Exercise prompt: Please copy every line of the rows below that contains the string "between". Case counts.

Recorded information:
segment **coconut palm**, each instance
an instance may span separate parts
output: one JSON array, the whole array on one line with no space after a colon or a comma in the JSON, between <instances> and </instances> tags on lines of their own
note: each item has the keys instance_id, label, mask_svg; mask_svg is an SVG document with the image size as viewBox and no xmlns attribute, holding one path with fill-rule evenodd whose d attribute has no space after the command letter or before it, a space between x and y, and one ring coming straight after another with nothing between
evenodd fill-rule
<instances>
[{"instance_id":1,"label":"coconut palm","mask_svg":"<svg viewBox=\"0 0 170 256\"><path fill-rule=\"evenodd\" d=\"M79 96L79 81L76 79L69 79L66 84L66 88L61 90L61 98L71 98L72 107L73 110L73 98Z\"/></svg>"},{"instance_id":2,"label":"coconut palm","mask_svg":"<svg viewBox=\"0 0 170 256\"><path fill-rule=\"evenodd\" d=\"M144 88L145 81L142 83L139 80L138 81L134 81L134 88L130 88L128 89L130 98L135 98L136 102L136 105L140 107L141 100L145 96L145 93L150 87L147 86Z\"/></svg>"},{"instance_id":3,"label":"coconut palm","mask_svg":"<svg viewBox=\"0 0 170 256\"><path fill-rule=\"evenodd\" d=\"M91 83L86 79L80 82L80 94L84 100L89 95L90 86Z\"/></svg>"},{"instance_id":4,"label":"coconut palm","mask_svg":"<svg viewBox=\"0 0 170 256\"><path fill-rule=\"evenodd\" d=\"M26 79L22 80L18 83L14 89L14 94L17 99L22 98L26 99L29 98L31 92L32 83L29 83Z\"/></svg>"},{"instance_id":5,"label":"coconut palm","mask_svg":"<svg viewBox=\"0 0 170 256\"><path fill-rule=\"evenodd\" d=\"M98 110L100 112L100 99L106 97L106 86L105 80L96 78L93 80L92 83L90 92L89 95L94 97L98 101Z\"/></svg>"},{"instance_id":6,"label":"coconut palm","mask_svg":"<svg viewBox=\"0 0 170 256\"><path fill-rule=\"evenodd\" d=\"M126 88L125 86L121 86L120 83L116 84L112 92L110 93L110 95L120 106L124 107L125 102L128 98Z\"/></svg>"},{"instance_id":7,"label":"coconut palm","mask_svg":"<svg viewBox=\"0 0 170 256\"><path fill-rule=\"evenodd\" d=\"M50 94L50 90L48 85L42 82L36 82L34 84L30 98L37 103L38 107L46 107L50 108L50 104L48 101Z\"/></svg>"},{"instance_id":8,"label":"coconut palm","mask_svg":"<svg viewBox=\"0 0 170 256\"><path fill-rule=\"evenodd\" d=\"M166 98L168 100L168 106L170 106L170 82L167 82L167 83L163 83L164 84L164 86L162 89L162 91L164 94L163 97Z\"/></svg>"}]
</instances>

Output below:
output: one JSON array, the whole array on one line with no space after a colon or a comma in the JSON, between <instances> and </instances> tags on lines of their own
note: each item has the keys instance_id, label, mask_svg; mask_svg is an SVG document with the image size as viewBox and no xmlns attribute, holding one path with fill-rule evenodd whose d attribute has no space after the command letter or before it, a space between x and y, and one ring coming straight after another with nothing between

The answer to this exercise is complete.